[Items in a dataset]
++++

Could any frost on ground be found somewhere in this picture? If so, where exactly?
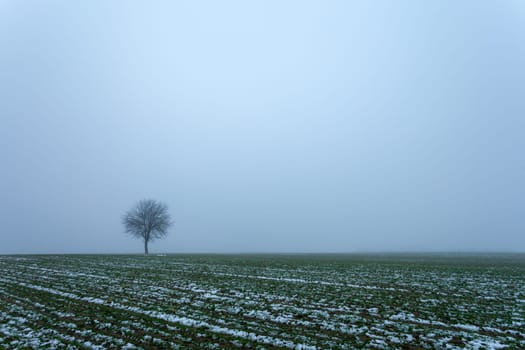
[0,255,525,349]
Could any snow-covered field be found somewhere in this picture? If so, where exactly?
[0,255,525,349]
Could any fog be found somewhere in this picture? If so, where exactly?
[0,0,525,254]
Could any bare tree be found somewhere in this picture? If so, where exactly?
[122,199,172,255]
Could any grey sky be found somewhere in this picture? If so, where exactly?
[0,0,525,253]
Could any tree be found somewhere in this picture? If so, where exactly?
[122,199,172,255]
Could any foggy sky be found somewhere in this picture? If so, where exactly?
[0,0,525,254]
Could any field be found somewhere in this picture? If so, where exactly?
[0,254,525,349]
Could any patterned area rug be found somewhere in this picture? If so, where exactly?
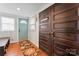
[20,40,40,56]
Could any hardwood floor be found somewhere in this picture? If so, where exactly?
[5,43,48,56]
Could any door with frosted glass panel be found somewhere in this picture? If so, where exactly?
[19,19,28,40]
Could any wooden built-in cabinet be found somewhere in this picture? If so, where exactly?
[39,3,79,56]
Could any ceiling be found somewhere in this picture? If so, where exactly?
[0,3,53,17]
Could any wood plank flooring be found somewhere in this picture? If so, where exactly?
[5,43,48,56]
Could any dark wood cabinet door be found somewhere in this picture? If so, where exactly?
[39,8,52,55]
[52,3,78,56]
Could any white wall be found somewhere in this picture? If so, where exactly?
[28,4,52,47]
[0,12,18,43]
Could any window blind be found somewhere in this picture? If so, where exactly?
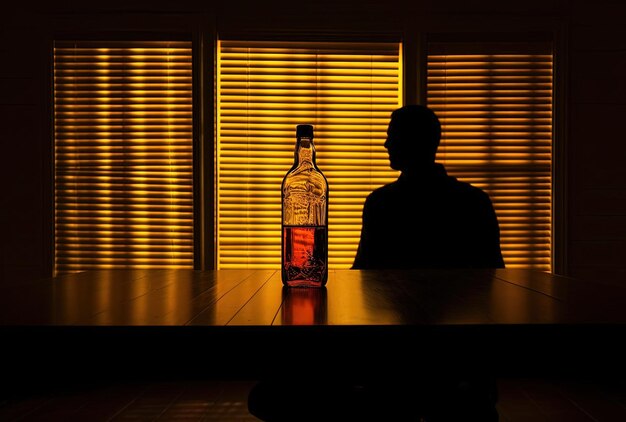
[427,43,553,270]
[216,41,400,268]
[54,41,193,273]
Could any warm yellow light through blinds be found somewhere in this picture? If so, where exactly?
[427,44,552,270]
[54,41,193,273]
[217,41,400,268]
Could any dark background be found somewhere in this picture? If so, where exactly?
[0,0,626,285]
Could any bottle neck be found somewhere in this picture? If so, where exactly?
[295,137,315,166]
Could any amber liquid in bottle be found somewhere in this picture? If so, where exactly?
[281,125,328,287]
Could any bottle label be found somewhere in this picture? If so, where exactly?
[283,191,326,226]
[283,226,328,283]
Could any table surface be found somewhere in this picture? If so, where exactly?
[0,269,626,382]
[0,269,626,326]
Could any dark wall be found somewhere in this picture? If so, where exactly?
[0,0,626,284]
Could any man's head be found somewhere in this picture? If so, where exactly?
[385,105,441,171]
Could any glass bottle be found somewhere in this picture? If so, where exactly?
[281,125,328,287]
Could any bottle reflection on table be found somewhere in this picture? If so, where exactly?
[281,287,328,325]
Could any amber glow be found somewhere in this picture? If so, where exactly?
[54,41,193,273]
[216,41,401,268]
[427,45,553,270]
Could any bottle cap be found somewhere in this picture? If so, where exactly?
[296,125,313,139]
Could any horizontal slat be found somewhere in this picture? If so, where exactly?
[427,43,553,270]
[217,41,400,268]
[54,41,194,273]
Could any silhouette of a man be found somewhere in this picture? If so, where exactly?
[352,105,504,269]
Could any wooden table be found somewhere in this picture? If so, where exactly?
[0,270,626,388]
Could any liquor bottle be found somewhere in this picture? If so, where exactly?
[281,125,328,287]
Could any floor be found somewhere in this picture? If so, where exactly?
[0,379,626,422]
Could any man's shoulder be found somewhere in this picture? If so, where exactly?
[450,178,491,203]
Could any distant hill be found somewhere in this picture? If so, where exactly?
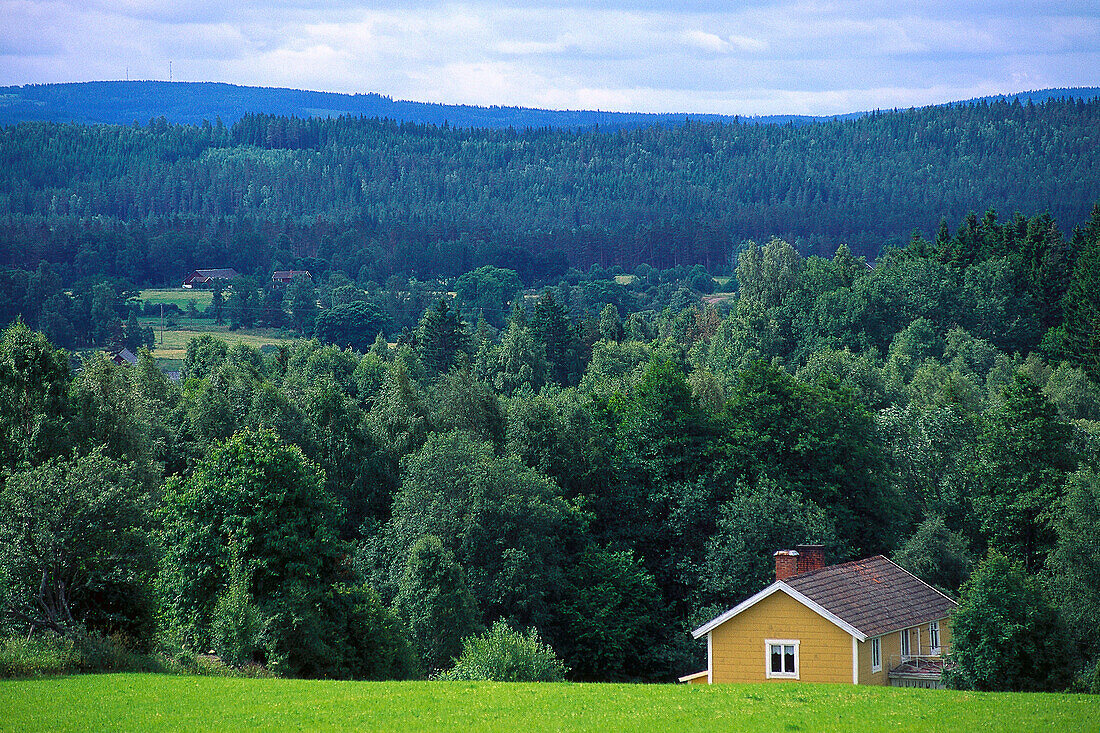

++++

=== What this task involves ===
Revise every item above by changing "where exactly" to "in what part of the image" and keeping all other wording as it is. Omit the pictures from your answer.

=== Solution to the exercise ===
Could any frost on ground be found somewhere in this picture? If so, in what part of the image?
[0,255,525,349]
Could any snow-covered field be found somewhere in this picture? If so, in what part of the image?
[0,255,525,349]
Could any fog be found somewhere in this picture? If so, in what part of the image?
[0,0,525,254]
Could any bare tree be found somewhere in this picture? If so, in what part of the image?
[122,199,172,255]
Could any grey sky be found somewhere in this picture? If so, in what part of the image?
[0,0,525,253]
Could any tree be found somewhere in this picture? If so, in what part of the image?
[122,199,172,255]
Could any foggy sky be found somewhere in this picture? If so, in what part of the image?
[0,0,525,254]
Could any field be found somewhere in this picture? If so, in what part of the image?
[0,254,525,349]
Could any patterned area rug be found somewhere in this picture? If so, in what part of the image?
[20,40,40,56]
Could any hardwood floor be found somewhere in this picture? If so, in what part of the image?
[5,43,48,56]
Could any door with frosted glass panel be found somewhere in this picture? If so, in what part of the image?
[19,19,28,40]
Could any wooden built-in cabinet be found somewhere in this picture? If so, in what part of the image?
[39,3,79,56]
Could any ceiling be found somewhere in this picture? If so, in what part of the image?
[0,3,53,17]
Could any wood plank flooring be found somewhere in this picture? If so, in what part of the image?
[5,43,48,56]
Could any dark wood cabinet door be found somewhere in this picture? If so, in what part of the image?
[39,8,52,55]
[52,3,78,56]
Could any white wall be found somewhere in this picture? If so, in what part of the image?
[28,4,52,47]
[0,12,18,43]
Could any window blind be found somewhere in this picture? If so, in what part of the image?
[427,43,553,270]
[216,41,400,268]
[54,41,193,273]
Could any warm yellow light through blinds be found somewhere in this picture? If so, in what part of the image?
[427,44,552,270]
[54,41,193,273]
[217,41,400,268]
Could any dark background be found somewhere in this picture? If so, in what part of the image?
[0,0,626,285]
Could any bottle neck be found somewhere in this picture? If so, in what part of the image?
[295,137,315,166]
Could any amber liquid in bottle be found somewhere in this picture? If so, in what part of the image?
[281,125,328,287]
Could any bottle label be found somewhere in this picture? If so, in what part of the image?
[283,191,326,226]
[283,226,328,283]
Could any table surface be found somewhere in this picture? If so, in what part of the image?
[0,269,626,382]
[0,269,626,326]
Could any dark wall be found somewhere in this picture? If so, in what part of the image?
[0,0,626,284]
Could any man's head be found somewhere in this picture? If so, in what part of the image?
[385,105,441,171]
Could any glass bottle be found somewhere in this picture? If so, in what part of the image?
[281,125,328,287]
Could any bottle reflection on table be found somewhere in this picture? If so, in what part of the image?
[281,287,328,325]
Could any amber glow be found somewhere in this picture? If so, in what part of the image?
[54,41,193,273]
[216,41,401,268]
[427,45,553,270]
Could any bottle cap be found somewhere in this picture? If so, in what part of the image?
[296,125,313,139]
Could any horizontal slat be found somewhere in this picture? If so, in what part of the image?
[427,43,553,270]
[217,41,400,268]
[54,41,194,273]
Could any silhouette of a man be found somewhere in this picture? If so, in what part of the image?
[352,105,504,269]
Could any wooden table be found somewhere in this picture? If so, in what part of the image?
[0,270,626,388]
Could any liquor bottle be found somewhere in this picture? If so, in what part of the image?
[281,125,328,287]
Could any floor be found somewhere in this picture? If so, in what part of the image?
[0,379,626,422]
Could any man's shoulder be found somewhere in this picture? If so, in what part of the image?
[450,178,491,203]
Could any distant hill be found somewhere in this picture? If so, in what part of the image?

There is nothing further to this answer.